STORED DATA →
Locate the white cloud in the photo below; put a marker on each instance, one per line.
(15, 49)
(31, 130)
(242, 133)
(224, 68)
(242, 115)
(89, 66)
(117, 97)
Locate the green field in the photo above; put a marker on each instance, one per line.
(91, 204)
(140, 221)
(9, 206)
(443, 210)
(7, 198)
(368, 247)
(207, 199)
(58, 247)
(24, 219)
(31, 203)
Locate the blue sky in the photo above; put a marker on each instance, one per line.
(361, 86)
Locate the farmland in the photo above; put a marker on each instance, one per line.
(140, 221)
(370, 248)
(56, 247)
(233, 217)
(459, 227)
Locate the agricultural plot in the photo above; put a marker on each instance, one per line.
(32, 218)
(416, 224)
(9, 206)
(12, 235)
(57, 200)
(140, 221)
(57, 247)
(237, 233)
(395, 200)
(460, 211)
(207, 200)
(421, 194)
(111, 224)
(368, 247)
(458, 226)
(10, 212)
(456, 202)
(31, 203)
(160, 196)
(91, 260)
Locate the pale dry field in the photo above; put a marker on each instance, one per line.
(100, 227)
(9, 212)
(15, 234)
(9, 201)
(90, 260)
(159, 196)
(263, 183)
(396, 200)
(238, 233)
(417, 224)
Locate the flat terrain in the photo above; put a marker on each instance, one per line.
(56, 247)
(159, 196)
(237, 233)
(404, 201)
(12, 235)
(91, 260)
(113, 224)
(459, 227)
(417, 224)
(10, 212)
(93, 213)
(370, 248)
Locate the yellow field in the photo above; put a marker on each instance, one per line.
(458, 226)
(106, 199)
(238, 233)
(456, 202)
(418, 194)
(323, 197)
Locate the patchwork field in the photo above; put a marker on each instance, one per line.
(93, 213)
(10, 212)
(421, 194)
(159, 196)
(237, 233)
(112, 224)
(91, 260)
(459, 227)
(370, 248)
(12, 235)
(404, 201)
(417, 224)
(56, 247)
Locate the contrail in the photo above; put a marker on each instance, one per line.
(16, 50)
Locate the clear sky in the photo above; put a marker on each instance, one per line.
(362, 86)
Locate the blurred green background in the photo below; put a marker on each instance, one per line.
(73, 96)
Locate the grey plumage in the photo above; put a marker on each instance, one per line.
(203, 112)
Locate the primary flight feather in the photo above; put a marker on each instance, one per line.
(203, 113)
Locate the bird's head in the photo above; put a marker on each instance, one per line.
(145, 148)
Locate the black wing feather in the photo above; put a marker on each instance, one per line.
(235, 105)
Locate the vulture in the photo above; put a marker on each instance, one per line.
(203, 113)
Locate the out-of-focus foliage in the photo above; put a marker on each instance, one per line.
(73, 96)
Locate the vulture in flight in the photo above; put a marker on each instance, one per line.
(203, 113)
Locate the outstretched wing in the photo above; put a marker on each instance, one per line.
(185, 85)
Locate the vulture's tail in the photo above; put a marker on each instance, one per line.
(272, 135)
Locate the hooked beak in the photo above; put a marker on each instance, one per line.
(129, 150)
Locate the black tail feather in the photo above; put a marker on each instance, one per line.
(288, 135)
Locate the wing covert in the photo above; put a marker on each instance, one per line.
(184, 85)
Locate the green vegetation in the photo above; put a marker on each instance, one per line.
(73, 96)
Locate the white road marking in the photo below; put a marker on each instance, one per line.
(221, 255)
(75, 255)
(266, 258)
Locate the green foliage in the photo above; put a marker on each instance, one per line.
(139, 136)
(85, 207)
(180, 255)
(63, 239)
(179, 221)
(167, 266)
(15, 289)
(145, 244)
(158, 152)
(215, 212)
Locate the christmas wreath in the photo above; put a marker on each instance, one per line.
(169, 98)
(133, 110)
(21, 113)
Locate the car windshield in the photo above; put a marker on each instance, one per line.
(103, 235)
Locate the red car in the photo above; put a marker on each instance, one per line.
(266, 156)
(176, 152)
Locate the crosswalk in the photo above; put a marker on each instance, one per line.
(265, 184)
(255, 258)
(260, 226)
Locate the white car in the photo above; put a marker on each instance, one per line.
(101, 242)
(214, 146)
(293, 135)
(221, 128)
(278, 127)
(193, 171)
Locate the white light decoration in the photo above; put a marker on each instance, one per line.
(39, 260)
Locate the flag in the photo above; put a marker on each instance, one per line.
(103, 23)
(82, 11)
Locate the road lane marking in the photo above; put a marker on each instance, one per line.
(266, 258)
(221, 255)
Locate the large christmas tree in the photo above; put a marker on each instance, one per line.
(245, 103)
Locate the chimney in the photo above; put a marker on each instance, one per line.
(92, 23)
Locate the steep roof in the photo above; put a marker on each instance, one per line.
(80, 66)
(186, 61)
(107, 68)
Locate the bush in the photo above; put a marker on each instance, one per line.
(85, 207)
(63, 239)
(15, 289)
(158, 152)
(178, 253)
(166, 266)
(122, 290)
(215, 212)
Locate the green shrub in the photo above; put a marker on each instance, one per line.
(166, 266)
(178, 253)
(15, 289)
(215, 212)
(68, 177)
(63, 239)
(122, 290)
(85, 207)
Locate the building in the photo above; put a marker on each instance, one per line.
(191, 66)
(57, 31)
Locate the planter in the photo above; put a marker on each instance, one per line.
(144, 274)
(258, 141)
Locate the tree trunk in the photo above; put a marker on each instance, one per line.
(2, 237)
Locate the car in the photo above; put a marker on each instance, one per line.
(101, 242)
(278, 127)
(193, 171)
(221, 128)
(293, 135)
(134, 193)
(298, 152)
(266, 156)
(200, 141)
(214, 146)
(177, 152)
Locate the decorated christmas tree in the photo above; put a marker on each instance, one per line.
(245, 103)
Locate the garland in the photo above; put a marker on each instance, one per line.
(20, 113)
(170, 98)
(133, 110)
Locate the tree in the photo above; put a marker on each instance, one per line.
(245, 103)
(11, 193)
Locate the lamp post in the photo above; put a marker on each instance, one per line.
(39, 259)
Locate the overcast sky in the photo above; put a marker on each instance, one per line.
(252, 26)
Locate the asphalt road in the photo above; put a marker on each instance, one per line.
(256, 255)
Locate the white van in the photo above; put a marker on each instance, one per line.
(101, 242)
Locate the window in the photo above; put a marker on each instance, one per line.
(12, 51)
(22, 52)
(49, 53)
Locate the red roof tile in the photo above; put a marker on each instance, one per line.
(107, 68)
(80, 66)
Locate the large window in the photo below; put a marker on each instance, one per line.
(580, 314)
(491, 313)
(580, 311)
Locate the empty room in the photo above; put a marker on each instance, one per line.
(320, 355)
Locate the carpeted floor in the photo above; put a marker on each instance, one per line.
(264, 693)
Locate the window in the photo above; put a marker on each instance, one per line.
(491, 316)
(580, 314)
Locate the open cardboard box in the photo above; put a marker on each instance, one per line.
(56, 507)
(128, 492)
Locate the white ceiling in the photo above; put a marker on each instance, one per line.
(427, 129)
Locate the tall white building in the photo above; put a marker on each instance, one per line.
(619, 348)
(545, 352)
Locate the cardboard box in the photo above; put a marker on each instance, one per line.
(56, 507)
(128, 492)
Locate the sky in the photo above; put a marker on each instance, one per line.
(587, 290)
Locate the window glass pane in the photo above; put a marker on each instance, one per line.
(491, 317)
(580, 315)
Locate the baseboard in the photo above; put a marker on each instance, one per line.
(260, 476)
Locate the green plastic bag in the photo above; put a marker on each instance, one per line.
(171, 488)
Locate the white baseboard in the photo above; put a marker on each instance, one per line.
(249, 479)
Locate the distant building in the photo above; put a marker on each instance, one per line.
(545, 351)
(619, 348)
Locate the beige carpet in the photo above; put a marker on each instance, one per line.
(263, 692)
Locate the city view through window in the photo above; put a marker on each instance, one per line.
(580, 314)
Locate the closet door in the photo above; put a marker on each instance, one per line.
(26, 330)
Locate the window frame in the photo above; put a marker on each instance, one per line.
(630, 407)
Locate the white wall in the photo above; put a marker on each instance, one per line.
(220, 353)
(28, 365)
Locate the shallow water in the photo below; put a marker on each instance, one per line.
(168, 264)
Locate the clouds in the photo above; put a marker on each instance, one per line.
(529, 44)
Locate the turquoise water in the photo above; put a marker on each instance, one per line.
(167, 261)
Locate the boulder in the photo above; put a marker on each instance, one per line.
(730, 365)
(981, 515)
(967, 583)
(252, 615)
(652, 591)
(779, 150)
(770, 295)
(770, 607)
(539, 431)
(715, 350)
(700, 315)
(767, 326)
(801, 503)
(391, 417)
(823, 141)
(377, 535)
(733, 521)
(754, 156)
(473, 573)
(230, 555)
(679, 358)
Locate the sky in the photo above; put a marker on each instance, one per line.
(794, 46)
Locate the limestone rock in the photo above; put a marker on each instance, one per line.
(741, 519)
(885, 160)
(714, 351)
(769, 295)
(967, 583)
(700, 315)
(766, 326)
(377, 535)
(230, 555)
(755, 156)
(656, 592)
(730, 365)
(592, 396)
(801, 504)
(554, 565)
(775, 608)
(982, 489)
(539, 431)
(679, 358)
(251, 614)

THE TASK → Reproduce nothing but the lines from the line containing "Locate the cardboard" to the last line of the data, each exactly as written.

PROBLEM SOLUTION →
Locate the cardboard box in the photo above; put a marker on each instance, one per line.
(56, 507)
(128, 492)
Locate the sky in the photo above; put a marker on each instance, one per line.
(587, 290)
Locate the window glass pane in the photo above; put a marker on each instance, one per line.
(491, 317)
(580, 315)
Locate the baseboard in the photo above; put a marker on each instance, one per line.
(260, 476)
Locate the green plastic bag in the photo above; put a marker on each instance, one per line.
(171, 488)
Locate the white baseboard in the photo above; put a marker on each instance, one per line.
(249, 479)
Locate the distant building in the photo above; put a marker on each instance, one per line.
(545, 351)
(619, 348)
Locate the beige carpet in the photo above; put a marker on each instance, one per line.
(263, 692)
Locate the city view through window in the photo above; put a marker on each instance, one per line.
(580, 314)
Locate the closet door in the photo above; put a marker on each instance, one per line.
(26, 330)
Locate the window frame in the photo above; put a marker on each instance, one per line.
(630, 407)
Locate the white wall in the photo above; put a marker on each instance, one per line.
(220, 353)
(28, 365)
Locate the shallow water in the photo below; put a marker on each instance, one per line.
(168, 264)
Locate the clouds in the photo above; put a marker on each instance, one per line.
(529, 44)
Locate the turquoise water in the photo above; put a marker on each instance, one per line.
(167, 261)
Locate the boulder in the photo above; put a marker on each instance, one per line.
(730, 365)
(981, 515)
(967, 583)
(252, 615)
(652, 591)
(779, 150)
(770, 295)
(770, 607)
(539, 431)
(715, 350)
(700, 315)
(767, 326)
(801, 503)
(391, 417)
(823, 141)
(377, 535)
(733, 521)
(754, 156)
(473, 573)
(230, 555)
(679, 358)
Locate the sky in the photo above; put a marker on each instance, one per line.
(794, 46)
Locate the limestone rock in the photo above; put a marker on each instance, one per line.
(741, 519)
(885, 160)
(714, 351)
(769, 295)
(967, 583)
(700, 315)
(766, 326)
(377, 535)
(230, 555)
(755, 156)
(656, 592)
(730, 365)
(592, 396)
(801, 504)
(554, 565)
(775, 608)
(982, 489)
(539, 431)
(679, 358)
(251, 614)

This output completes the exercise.